WRITTEN INSTRUCTION: Please extract every line of text from all the items below and reproduce each one word for word. Leave the pictures out of your answer.

TASK INPUT:
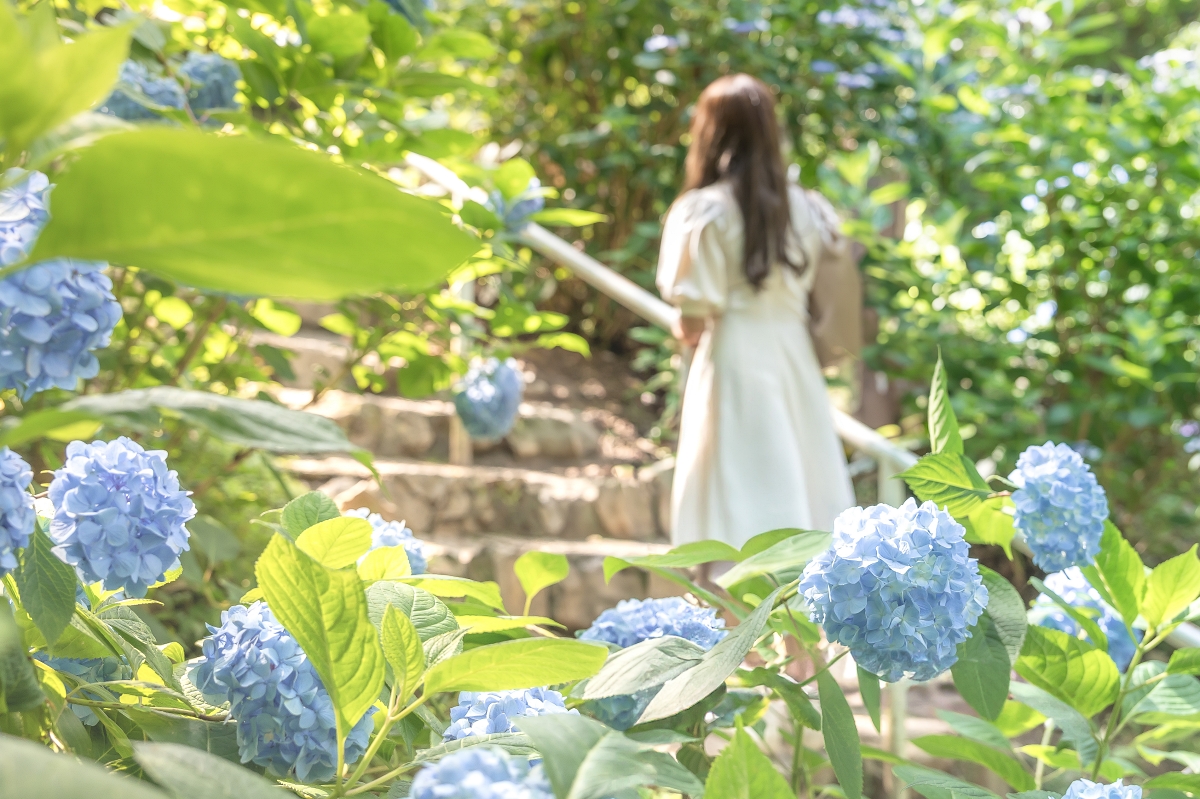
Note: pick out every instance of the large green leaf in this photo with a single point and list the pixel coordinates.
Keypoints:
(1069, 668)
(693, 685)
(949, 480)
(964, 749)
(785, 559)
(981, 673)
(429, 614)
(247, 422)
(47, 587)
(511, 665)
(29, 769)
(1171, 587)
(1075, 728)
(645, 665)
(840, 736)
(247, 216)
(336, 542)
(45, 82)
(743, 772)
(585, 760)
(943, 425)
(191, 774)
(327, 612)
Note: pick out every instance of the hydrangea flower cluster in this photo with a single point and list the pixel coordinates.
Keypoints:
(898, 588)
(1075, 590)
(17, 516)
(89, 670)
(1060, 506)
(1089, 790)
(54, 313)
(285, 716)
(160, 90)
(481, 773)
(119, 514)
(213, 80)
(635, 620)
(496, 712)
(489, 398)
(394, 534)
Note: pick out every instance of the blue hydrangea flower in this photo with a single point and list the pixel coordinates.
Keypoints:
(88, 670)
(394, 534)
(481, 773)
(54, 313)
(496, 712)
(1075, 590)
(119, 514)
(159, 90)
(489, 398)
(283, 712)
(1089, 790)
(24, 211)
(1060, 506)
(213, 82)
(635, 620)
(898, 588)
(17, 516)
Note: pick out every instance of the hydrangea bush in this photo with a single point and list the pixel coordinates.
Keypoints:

SOLUTION TO THE PROBLEM:
Note: pick out every instance of the large green leaf in this photo with a single point and list the pixel coordinates.
Keypoints:
(1069, 668)
(693, 685)
(949, 480)
(964, 749)
(785, 559)
(981, 673)
(429, 614)
(247, 422)
(47, 587)
(511, 665)
(29, 769)
(1171, 587)
(1075, 728)
(645, 665)
(840, 736)
(247, 216)
(336, 542)
(45, 82)
(743, 772)
(585, 760)
(943, 425)
(191, 774)
(327, 612)
Note: pick out every instance of the hydrangea flower cluster in this photo with a single point and list the pixel coordinates.
Keypoints:
(898, 588)
(1075, 590)
(17, 516)
(89, 670)
(1060, 506)
(1089, 790)
(54, 313)
(285, 716)
(160, 90)
(481, 773)
(119, 514)
(213, 80)
(635, 620)
(496, 712)
(489, 398)
(394, 534)
Note: pick out every instance of the blue hydrangea flower in this photo with a single point and list the pixel coordinates.
Keypoints:
(88, 670)
(394, 534)
(481, 773)
(54, 313)
(496, 712)
(1075, 590)
(119, 514)
(159, 90)
(489, 398)
(283, 712)
(1089, 790)
(24, 211)
(1060, 506)
(213, 82)
(635, 620)
(898, 588)
(17, 516)
Note: pick out every instance of the hydrangea bush in this photo with a single point and list the pixel coordinates.
Keypoints:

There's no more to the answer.